* EXERCISE INPUT:
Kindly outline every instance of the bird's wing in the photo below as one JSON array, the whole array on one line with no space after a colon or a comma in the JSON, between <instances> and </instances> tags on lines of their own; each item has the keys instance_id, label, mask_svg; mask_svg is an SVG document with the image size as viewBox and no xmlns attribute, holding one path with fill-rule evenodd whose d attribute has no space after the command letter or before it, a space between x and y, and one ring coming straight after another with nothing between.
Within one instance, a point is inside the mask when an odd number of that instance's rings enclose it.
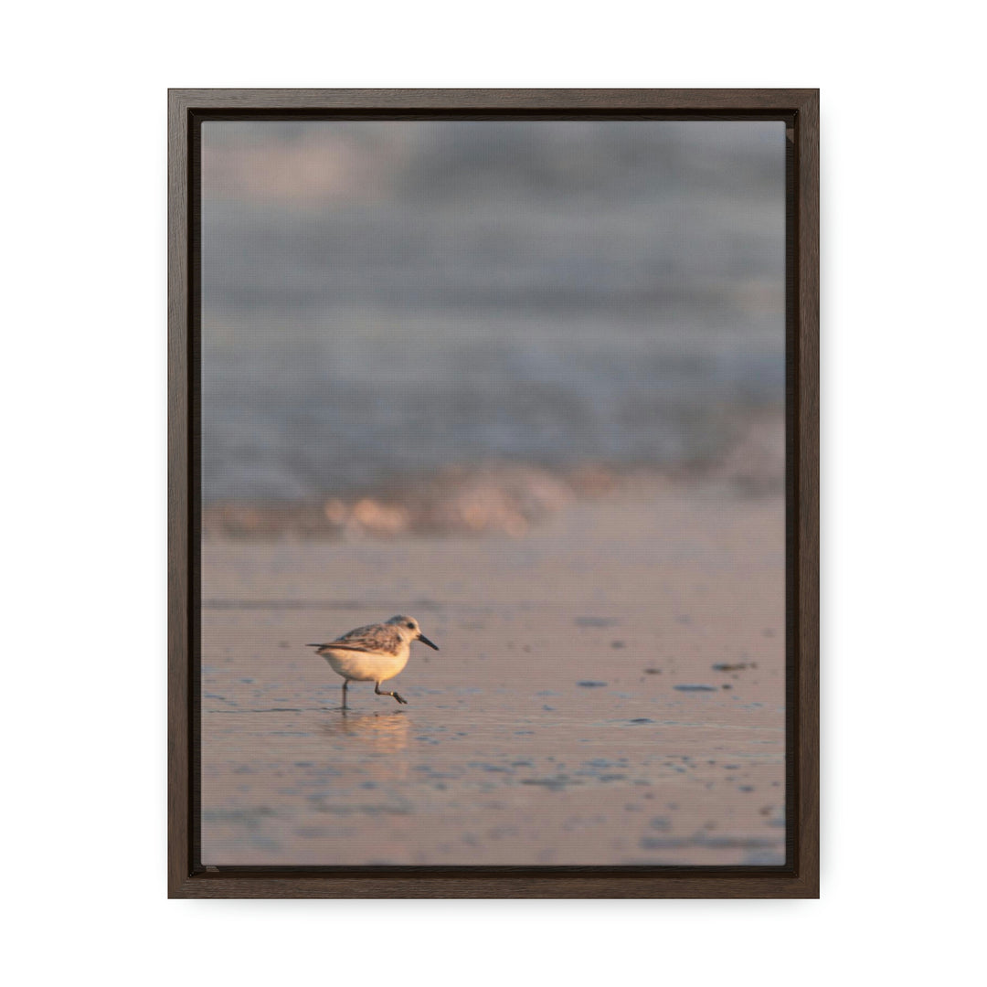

...

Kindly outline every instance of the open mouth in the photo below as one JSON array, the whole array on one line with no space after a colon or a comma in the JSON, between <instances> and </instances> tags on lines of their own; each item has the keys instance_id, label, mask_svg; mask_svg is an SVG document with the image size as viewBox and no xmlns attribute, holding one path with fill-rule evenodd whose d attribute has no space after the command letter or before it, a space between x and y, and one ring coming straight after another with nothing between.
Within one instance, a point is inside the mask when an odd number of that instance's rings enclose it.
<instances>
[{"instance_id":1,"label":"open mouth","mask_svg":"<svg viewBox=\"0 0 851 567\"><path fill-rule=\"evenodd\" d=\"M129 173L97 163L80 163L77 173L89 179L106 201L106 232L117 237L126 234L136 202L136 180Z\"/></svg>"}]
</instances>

* * *

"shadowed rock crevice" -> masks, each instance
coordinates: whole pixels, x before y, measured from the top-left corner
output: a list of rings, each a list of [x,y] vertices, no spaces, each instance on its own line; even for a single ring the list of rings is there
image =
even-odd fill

* REQUIREMENT: Quote the lines starting at the one that contains "masks, each instance" and ending at the one that contains "even-odd fill", with both of those lines included.

* WRITTEN REPLY:
"shadowed rock crevice" -> masks, each instance
coordinates: whole pixels, x before y, measured from the top-left corner
output: a list of rings, each a list of [x,y] vertices, no spaces, each instance on its own line; even for a single ring the list of rings is there
image =
even-odd fill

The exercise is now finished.